TASK:
Restate the whole listing exactly.

[Position identification records]
'''

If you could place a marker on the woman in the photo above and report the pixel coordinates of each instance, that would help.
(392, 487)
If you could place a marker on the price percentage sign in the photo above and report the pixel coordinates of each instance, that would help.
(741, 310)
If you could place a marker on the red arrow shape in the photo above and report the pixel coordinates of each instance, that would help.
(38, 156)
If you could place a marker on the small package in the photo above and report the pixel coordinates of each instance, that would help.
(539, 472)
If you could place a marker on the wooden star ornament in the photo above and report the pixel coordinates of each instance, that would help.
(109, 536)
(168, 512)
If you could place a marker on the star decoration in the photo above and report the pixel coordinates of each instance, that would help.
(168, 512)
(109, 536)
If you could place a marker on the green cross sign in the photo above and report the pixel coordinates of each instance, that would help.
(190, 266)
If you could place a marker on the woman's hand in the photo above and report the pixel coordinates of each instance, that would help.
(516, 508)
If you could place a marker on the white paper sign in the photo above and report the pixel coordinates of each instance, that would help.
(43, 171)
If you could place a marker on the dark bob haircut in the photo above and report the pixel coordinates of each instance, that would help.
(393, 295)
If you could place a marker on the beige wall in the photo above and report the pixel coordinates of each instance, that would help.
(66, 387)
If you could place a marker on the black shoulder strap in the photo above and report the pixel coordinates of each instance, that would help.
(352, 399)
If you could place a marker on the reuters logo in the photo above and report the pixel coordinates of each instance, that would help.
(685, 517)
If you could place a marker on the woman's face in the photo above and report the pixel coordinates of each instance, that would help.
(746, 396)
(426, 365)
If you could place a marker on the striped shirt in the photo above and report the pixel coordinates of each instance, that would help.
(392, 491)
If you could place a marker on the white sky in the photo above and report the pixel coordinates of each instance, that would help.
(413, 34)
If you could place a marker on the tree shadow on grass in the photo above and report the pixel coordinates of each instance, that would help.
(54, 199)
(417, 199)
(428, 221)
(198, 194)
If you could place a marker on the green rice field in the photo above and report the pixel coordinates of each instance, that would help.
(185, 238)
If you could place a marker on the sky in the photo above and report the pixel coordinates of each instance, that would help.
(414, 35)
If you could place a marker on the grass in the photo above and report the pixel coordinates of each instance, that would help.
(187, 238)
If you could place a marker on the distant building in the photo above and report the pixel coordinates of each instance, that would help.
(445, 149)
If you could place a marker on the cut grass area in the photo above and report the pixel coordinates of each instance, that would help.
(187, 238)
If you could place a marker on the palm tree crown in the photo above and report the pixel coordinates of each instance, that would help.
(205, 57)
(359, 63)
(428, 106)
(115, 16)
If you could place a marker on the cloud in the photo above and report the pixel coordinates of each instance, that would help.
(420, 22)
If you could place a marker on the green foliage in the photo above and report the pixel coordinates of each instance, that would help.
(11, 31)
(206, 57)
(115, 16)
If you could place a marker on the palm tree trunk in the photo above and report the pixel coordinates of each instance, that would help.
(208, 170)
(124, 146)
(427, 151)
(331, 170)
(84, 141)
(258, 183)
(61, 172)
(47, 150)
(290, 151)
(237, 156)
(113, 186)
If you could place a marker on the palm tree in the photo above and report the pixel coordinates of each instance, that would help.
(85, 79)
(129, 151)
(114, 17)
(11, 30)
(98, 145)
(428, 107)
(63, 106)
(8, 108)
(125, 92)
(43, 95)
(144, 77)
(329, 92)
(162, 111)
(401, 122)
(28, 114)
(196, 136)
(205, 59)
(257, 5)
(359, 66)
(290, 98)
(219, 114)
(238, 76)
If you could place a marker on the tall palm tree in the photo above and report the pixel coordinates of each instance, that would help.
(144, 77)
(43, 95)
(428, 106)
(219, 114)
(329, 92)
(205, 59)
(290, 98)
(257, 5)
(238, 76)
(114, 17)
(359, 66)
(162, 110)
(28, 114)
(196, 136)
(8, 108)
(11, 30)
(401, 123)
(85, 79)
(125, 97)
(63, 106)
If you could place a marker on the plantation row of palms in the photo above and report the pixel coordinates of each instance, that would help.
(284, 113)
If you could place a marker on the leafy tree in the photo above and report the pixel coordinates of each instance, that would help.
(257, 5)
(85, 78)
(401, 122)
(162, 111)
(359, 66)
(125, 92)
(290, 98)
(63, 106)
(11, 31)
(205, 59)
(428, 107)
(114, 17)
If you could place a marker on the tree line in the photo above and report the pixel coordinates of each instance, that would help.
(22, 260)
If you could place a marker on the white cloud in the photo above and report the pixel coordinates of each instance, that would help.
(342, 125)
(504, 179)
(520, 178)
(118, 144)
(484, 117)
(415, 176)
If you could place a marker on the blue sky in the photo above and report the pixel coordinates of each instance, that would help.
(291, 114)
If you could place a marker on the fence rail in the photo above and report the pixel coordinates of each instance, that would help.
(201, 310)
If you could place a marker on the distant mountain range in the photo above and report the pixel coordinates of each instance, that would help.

'''

WRITTEN ANSWER:
If you could place a marker on the woman in the photo above and report the pixel coordinates of each instance, that would help.
(392, 487)
If you could place a marker on the price percentage sign in the photo above and report the pixel coordinates of each instance, that would help.
(741, 310)
If you could place a marker on the red arrow shape in the photo above and report the pixel coordinates of each instance, that would help.
(38, 156)
If you could place a marker on the small package in the photo above and report the pixel coordinates of each instance, that would help.
(539, 472)
If you could place a marker on the wooden star ornament in the photo above and report the pixel coordinates of each instance, that would help.
(109, 536)
(168, 512)
If you could place a marker on the star decoration in the photo above and report the pixel coordinates of each instance, that would help.
(168, 512)
(109, 536)
If you could place a marker on the green cross sign in the photo above and report the pixel coordinates of each instance, that would help.
(190, 266)
If you could place a marker on the woman's hand in the photo above and report the pixel coordinates of each instance, that would help.
(516, 508)
If you could place a marker on the white paper sign in the photo above and report the pixel coordinates of each instance, that would help.
(43, 171)
If you could place a marker on the dark bob haircut in the photo above and report the pixel coordinates of each instance, that would help.
(393, 295)
If you could place a marker on the beige wall in the photo above and report the pixel coordinates of each instance, that would help.
(66, 387)
If you could place a marker on the black shoulder strap in the photo above and report the pixel coordinates of each instance, that would help.
(352, 399)
If you could place a marker on the reuters logo in the photo above and report the pixel coordinates of each instance, that would help.
(685, 517)
If you could place a marker on the woman's face in the photo above and report the pixel coordinates of each instance, that would help.
(746, 396)
(426, 365)
If you could place a marker on the striped shirt in the photo above and report the pixel coordinates of each instance, that would help.
(392, 491)
If you could place a marker on the white sky in the photo above and report the pixel coordinates of each instance, that would help.
(413, 34)
If you could place a marker on the tree shadow on grass in the photo above and report the pixel coordinates of each instance, that would help.
(54, 199)
(417, 199)
(428, 221)
(198, 194)
If you could place a marker on the green rice field in the photo above and report the pixel coordinates of each instance, that would help.
(185, 238)
If you could place a marker on the sky in the photo above and report the pixel coordinates of each instance, that would help.
(414, 35)
If you could place a marker on the grass in the photo above and report the pixel coordinates of each instance, that would help.
(187, 238)
If you could place a marker on the distant building in the photo above and report the pixel coordinates of each instance, that would help.
(445, 149)
If you could place a marker on the cut grass area in the photo above and report the pixel coordinates of each instance, that would help.
(187, 238)
If you could place a marker on the palm tree crown in the photo above and report the pixel coordinates of each instance, that would help.
(205, 57)
(359, 63)
(428, 106)
(115, 16)
If you could place a marker on the cloud in the photo above and report the pixel coordinates of each instance, that would help.
(420, 22)
If you could place a marker on the green foliage in the photo above and report the pixel coordinates of each instance, that would help.
(11, 31)
(206, 57)
(115, 16)
If you could place a marker on the palm tree trunk in the photo above and report the pixel coordinates of each instance, that would help.
(208, 170)
(124, 146)
(427, 151)
(331, 170)
(84, 141)
(258, 183)
(61, 172)
(47, 150)
(290, 151)
(237, 156)
(113, 186)
If you could place a marker on the palm tree in the photo above and report the pixel coordinates of each instance, that would help.
(85, 79)
(129, 151)
(114, 17)
(11, 30)
(98, 145)
(428, 107)
(63, 106)
(8, 108)
(125, 92)
(43, 95)
(144, 77)
(329, 92)
(162, 111)
(401, 122)
(28, 114)
(196, 136)
(205, 59)
(257, 5)
(359, 66)
(290, 98)
(219, 114)
(238, 76)
If you could place a marker on the tall palm tree in the photo above and report the pixel coordinates of each instance, that would help.
(144, 77)
(43, 95)
(428, 106)
(219, 114)
(329, 92)
(205, 59)
(290, 98)
(257, 5)
(238, 76)
(114, 17)
(359, 66)
(162, 110)
(28, 114)
(196, 136)
(8, 108)
(11, 30)
(401, 123)
(85, 79)
(125, 97)
(63, 106)
If you could place a marker on the plantation row of palms in the photo above and report the pixel coordinates of each instance, that would help.
(284, 113)
If you could place a marker on the leafy tree in the photo above and report the pixel coordinates of each instance, that would help.
(257, 5)
(85, 78)
(401, 122)
(162, 111)
(359, 66)
(125, 92)
(290, 98)
(63, 106)
(11, 31)
(205, 59)
(428, 107)
(114, 17)
If you could place a marker on the tree line in the photo above and report the pixel coordinates of each instance, that would help.
(22, 260)
If you could place a marker on the white cloud in the photo above and report the pixel coordinates of each instance, that would help.
(342, 125)
(504, 179)
(520, 178)
(118, 144)
(484, 117)
(415, 176)
If you could place a marker on the blue sky in the photo above and report the pixel coordinates of each instance, that would help.
(291, 114)
If you could place a marker on the fence rail in the photo above and report the pixel coordinates of each instance, that would help.
(201, 310)
If you could place a marker on the distant mountain range in the photo above and report the pixel coordinates of each instance, that would help.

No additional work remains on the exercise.